● **TASK OBJECTIVE**:
Put the lines below into a numbered list, from the one containing "floor in the photo above." through the final line, both included, and leave out any blank lines.

● **RECORDS FOR PROCESSING**:
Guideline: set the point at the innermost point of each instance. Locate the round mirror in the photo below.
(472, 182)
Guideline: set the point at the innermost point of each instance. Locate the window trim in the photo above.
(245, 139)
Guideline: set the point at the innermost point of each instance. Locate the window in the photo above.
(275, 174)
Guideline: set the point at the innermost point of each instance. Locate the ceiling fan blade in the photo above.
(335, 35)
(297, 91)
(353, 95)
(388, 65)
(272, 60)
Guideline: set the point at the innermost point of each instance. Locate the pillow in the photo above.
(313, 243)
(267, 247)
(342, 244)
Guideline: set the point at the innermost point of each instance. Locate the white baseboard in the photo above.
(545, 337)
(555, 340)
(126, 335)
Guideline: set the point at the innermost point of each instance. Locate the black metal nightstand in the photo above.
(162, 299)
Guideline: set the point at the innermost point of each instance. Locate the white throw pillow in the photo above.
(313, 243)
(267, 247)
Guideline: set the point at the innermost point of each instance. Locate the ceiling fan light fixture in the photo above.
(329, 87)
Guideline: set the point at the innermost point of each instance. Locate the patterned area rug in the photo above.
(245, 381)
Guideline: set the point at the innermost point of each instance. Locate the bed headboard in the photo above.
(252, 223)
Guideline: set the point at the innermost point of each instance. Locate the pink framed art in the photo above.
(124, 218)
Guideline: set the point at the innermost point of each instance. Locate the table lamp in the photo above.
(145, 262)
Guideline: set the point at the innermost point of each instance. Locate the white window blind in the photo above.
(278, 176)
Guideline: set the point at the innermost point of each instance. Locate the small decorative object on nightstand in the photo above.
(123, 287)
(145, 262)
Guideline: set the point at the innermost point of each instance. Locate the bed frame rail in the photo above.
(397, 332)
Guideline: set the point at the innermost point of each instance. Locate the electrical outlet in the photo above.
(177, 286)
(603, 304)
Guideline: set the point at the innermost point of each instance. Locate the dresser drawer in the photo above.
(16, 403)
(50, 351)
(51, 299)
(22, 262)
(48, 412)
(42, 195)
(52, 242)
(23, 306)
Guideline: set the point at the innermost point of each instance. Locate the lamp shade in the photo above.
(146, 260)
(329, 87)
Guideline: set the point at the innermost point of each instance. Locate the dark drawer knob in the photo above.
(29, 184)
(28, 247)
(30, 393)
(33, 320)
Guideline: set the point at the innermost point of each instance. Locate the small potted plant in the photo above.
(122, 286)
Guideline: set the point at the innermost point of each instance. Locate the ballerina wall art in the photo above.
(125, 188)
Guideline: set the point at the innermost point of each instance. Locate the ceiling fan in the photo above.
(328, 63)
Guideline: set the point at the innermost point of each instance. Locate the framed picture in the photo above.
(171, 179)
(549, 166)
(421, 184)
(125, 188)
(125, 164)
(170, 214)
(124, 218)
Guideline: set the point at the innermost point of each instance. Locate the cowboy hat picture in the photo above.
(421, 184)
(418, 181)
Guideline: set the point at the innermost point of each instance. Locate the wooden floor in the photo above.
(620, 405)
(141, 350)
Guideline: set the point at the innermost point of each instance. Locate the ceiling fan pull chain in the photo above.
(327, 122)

● **SOLUTION FOR THIS PROBLEM**:
1. Guideline: set the point at the innermost point of each instance. Locate the wooden floor in the photo above.
2. (620, 405)
3. (141, 350)
4. Guideline: set the point at the innermost point of each instance. Locate the ceiling fan pull chain in the photo above.
5. (327, 122)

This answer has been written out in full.